--- RECORD EXTRACTS ---

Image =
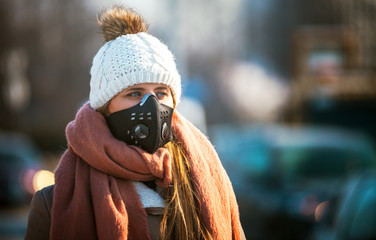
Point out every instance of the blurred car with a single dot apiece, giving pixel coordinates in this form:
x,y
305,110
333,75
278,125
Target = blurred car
x,y
19,163
289,180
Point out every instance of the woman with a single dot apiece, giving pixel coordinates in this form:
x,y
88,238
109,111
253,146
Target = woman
x,y
134,167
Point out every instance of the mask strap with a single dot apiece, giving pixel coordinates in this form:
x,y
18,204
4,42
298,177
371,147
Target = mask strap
x,y
146,96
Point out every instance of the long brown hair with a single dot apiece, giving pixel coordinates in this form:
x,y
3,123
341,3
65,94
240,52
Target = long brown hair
x,y
182,218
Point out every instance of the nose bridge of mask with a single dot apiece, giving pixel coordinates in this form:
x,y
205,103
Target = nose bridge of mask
x,y
146,96
147,124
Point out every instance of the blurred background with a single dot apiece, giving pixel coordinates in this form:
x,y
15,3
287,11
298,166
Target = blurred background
x,y
285,90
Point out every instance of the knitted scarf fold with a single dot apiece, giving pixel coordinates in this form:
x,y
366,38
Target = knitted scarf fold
x,y
94,197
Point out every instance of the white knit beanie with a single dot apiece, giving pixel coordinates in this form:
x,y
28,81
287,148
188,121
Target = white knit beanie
x,y
128,60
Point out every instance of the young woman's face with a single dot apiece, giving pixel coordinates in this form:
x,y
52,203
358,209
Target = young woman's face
x,y
131,96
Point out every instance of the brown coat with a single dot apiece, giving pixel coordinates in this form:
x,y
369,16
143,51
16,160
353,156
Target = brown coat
x,y
39,221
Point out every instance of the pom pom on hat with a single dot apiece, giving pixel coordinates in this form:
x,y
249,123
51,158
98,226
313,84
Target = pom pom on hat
x,y
129,57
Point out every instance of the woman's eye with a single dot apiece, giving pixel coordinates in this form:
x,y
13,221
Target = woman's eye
x,y
161,95
135,94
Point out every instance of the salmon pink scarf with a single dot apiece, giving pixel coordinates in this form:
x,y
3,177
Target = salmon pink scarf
x,y
94,197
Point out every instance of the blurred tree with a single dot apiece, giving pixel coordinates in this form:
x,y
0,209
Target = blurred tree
x,y
58,39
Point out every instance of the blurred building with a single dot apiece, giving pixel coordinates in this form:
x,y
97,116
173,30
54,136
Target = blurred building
x,y
47,47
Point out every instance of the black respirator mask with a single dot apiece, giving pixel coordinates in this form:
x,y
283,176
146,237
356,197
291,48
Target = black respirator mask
x,y
146,125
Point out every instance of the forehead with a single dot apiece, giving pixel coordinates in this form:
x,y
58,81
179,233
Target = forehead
x,y
148,86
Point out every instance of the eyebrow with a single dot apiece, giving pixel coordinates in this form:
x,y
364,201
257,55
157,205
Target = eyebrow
x,y
140,88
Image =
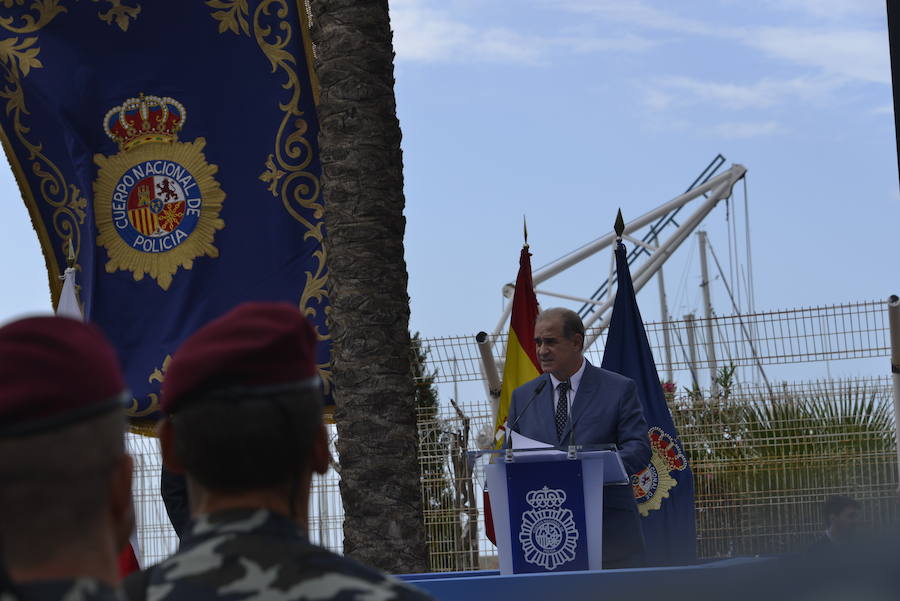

---

WHAT IS BEING ASKED
Only the pictures are to be excluded; all other parts of the records above are to be given exactly.

OUTPUT BELOW
Image =
Point out every instance of the blurred car with a single dot apiece, giving pixel coordinates in this form:
x,y
305,110
333,75
278,125
Target = blurred car
x,y
19,163
289,180
Point out every instance of the woman with a single dot apiece, giving pixel coordinates in this form:
x,y
88,238
109,111
253,146
Target = woman
x,y
134,167
Point out every instance of the mask strap with a single dot apiece, giving pixel coordinates in this form:
x,y
18,204
4,42
298,177
371,147
Target = mask strap
x,y
146,96
Point out every instance of the long brown hair with a single dot apiece, giving pixel coordinates in this form:
x,y
3,123
341,3
65,94
240,52
Target = long brown hair
x,y
182,218
Point out every instance of the nose bridge of mask with a single dot apiece, giving pixel coordinates in this form:
x,y
205,103
Target = nose bridge of mask
x,y
146,96
147,124
Point out every instance of the blurred background with a single dot apiece, giving pixel coordinates in this form:
x,y
15,3
287,11
298,166
Target = blurred background
x,y
285,90
Point out every instance of the knitted scarf fold with a single dot apiece, giving pixel coordinates in this form:
x,y
366,38
Target = knitted scarf fold
x,y
94,197
Point out every instance of the white knit beanie with a single dot apiece, giving pixel coordinates in this form:
x,y
28,81
287,148
188,121
Target = white knit beanie
x,y
128,60
Point out every instance of the young woman's face with a single dot apiece, giving pixel coordinates in this form:
x,y
52,203
358,209
Target = young woman's face
x,y
131,96
Point out every instance of the brown coat with a single dot apiece, giving pixel coordinates in this form:
x,y
369,16
143,51
16,160
353,156
Target = brown coat
x,y
39,221
Point out every instance of the pom pom on hat with a single dot apiece, giving pixel coordinates in this form:
x,y
249,123
51,158
98,226
313,84
Target = pom pom on hat
x,y
129,57
Point out every instance of the woman's eye with a single dot apiece, giving pixel coordinates in this form:
x,y
13,221
Target = woman's eye
x,y
161,95
135,94
Point out every instance of the salmon pink scarf with a single dot apiece, giving pixel coordinates in this form:
x,y
3,177
Target = salmon pink scarf
x,y
94,197
Point out every instance of the blurred tree with a single dot apiece, giving pixel coordinates in this form:
x,y
0,209
Target = blurred tree
x,y
58,39
Point out every instance of the blurred building with a single dot apiece, giving pixel coordinates in this form:
x,y
97,116
173,30
54,136
Target = blurred building
x,y
47,47
Point out every instance of the black respirator mask with a single dot apiece, giving pixel coordinates in this form:
x,y
283,176
146,237
356,197
291,48
Target = black respirator mask
x,y
146,125
Point out every instance of the forehead with a single dot apiece, giving pixel coordinates in this form:
x,y
58,81
179,233
Target = forehead
x,y
148,86
Point out every instance of the eyebrow with a single dot apiece, giving pixel coordinates in this form:
x,y
364,201
257,55
157,205
Target = eyebrow
x,y
140,88
Image =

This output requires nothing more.